> 所给文本
In [None]:
import pandas as pd
import numpy as np
import warnings
import os
warnings.filterwarnings('ignore')


In [None]:
import seaborn as sns
import matplotlib.pyplot as plt

# 声明使用 Seaborn 样式
sns.set()
# 有五种seaborn的绘图风格，它们分别是：darkgrid, whitegrid, dark, white, ticks。默认的主题是darkgrid。
sns.set_style("whitegrid")
# 有四个预置的环境，按大小从小到大排列分别为：paper, notebook, talk, poster。其中，notebook是默认的。
sns.set_context('talk')
# 中文字体设置-黑体
plt.rcParams['font.sans-serif'] = ['Microsoft YaHei']
# 解决保存图像是负号'-'显示为方块的问题
plt.rcParams['axes.unicode_minus'] = False

In [None]:
# 数据预处理，主要是针对缺失数据、类别数据的处理
df_train = pd.read_csv(r'D:\数据挖掘\数据集\贷款数据\train.csv')
df_testA = pd.read_csv(r'D:\数据挖掘\数据集\贷款数据\testA.csv')

In [None]:
print(df_train.shape)
print(df_train.columns)

## 查看数据分布

In [None]:
# 查看标签列分布
df_train['isDefault'].value_counts()

In [None]:
# 查看总体情况
df_train.info()

In [None]:
# 看唯一键是否有重复
df_train.shape[0] == len(df_train['id'].drop_duplicates())

In [None]:
# 主要看缺失情况
missing_info = pd.DataFrame(df_train.isnull().sum()/len(df_train['id'])).reset_index()
missing_info = missing_info.rename(columns={'index':'col_name',0:'missing_pct'})
missing_info = missing_info.sort_values(by='missing_pct',ascending=False).reset_index(drop=True)
missing_info

In [None]:
# 查看缺失严重，超过80%的指标
threshold = 0.8
missing_heavy_num = missing_info[missing_info['missing_pct']>=threshold].shape[0]
print('缺失超过{}的特征有{}个'.format(threshold, missing_heavy_num))

In [None]:
# 找出有缺失的特征并可视化
plt.figure(figsize=(20,10))
missing_data = missing_info[missing_info['missing_pct']>0]
sns.barplot(x='col_name',y='missing_pct',data=missing_data)
plt.title('缺失特征比例情况')
plt.xlabel('特征名')
plt.ylabel('缺失比例')
plt.show()

In [None]:
# 查看每个样本的缺失情况
missing_series = df_train.isnull().sum(axis=1)
list_missing_num  = sorted(list(missing_series.values))

# 设置标题
plt.figure(figsize=(23, 5))
plt.title('缺失变量的分布图')
plt.plot(range(df_train.shape[0]), list_missing_num)
plt.xlabel('samples')
plt.ylabel('缺失变量个数')
plt.show()

In [None]:
# 区分数值类和类别类特征
numerical_fea = list(df_train.select_dtypes(exclude='object').columns)
category_fea = list(filter(lambda x:x not in numrical_fea,list(df_train.columns)))
print(numrical_fea)

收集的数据
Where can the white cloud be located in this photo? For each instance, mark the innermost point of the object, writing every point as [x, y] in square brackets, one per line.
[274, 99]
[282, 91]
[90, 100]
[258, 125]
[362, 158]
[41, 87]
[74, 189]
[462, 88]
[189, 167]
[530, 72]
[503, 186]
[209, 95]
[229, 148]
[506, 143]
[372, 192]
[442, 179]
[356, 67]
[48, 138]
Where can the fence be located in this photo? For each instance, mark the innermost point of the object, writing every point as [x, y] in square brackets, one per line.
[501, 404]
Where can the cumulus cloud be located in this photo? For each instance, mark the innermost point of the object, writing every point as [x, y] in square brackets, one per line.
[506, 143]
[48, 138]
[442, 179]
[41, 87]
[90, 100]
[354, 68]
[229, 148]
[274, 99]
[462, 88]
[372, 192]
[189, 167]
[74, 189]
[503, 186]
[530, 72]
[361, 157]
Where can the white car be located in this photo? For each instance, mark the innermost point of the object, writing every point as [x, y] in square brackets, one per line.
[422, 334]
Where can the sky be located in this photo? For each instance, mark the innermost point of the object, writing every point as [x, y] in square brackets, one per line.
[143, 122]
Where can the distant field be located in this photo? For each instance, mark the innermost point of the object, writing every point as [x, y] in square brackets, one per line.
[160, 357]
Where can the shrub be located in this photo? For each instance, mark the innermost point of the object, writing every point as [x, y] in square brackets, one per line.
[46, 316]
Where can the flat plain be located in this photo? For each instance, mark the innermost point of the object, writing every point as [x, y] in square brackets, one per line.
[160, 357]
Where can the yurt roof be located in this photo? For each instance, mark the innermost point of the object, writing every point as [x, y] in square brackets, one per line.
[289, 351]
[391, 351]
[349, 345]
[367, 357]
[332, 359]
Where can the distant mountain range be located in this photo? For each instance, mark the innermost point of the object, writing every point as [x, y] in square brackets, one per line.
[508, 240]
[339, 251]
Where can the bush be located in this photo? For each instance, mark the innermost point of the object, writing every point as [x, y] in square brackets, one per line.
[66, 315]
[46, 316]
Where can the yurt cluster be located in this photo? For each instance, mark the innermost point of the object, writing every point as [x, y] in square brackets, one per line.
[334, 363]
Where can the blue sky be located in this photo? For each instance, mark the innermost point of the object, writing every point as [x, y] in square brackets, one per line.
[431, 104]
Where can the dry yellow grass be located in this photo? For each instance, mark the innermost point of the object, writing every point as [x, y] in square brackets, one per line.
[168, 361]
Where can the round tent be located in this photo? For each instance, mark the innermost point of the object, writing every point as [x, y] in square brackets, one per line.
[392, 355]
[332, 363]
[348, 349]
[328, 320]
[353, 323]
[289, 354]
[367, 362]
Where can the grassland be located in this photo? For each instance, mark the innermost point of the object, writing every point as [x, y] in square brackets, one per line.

> 练习任务
(a) 请将记录中从含有"Where can the blue"的那一行起、直到记录末尾的这一段整理成编号列表。首尾两行均包括在内，空行略去。
(b) 请从贷款数据分析代码停下的地方接着往下续写。

> 任务答案
(a)
1. Where can the blue sky be located in this photo? For each instance, mark the innermost point of the object, writing every point as [x, y] in square brackets, one per line.
2. [431, 104]
3. Where can the dry yellow grass be located in this photo? For each instance, mark the innermost point of the object, writing every point as [x, y] in square brackets, one per line.
4. [168, 361]
5. Where can the round tent be located in this photo? For each instance, mark the innermost point of the object, writing every point as [x, y] in square brackets, one per line.
6. [392, 355]
7. [332, 363]
8. [348, 349]
9. [328, 320]
10. [353, 323]
11. [289, 354]
12. [367, 362]
13. Where can the grassland be located in this photo? For each instance, mark the innermost point of the object, writing every point as [x, y] in square brackets, one per line.

(b)
print(category_fea)

这样的划分方式会将部分类别型特征识别为数值特征，例如：类别特征是数值的那种。这里我们使用一种方法：再次检测数值型特征中不同值个数，如果小于10，进行二次处理（看作类别特征）

建议采用如下划分方式：

In [None]:
def dis_numerical_feature(data,numerical_fea):
    numerical_fea_true = []
    numerical_fea_fake = []
    for fea in numerical_fea:
        if data[fea].nunique() < 10:
            numerical_fea_fake.append(fea)
        else:
            numerical_fea_true.append(fea)
    return numerical_fea_true,numerical_fea_fake

numerical_fea_true,numerical_fea_fake=dis_numerical_feature(df_train,numerical_fea)
print(numerical_fea_true)
print(numerical_fea_fake)

In [None]:
# 查看特征的具体分布，重点关注值分布差距过大的
df_train['verificationStatus'].value_counts()

In [None]:
df_train['n11'].value_counts()

分布相差悬殊，可以考虑分箱或者剔除该特征

In [None]:
df_train['policyCode'].value_counts()

此类特征无用，全部是一个值，可以剔除

In [None]:
# 查看特征中特征的单方差（同值化）性质
threshold_const = 0.95

feature_list = list(df_train.columns)
feature_list.remove('isDefault')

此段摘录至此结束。